**Wyzwanie:**
Przytocz ponownie wszystkie poniższe rekordy, wiersz po wierszu, bez żadnych zmian.

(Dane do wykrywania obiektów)
------------------------

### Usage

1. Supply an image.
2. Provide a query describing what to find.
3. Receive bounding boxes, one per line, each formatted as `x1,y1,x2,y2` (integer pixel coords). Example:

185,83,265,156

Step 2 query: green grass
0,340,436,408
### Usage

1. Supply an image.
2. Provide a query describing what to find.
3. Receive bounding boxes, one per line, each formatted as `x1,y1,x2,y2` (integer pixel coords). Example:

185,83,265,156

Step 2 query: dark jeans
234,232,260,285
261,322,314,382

------------------------

**Odpowiedź do ćwiczenia:**
### Usage

1. Supply an image.
2. Provide a query describing what to find.
3. Receive bounding boxes, one per line, each formatted as `x1,y1,x2,y2` (integer pixel coords). Example:

185,83,265,156

Step 2 query: green grass
0,340,436,408
### Usage

1. Supply an image.
2. Provide a query describing what to find.
3. Receive bounding boxes, one per line, each formatted as `x1,y1,x2,y2` (integer pixel coords). Example:

185,83,265,156

Step 2 query: dark jeans
234,232,260,285
261,322,314,382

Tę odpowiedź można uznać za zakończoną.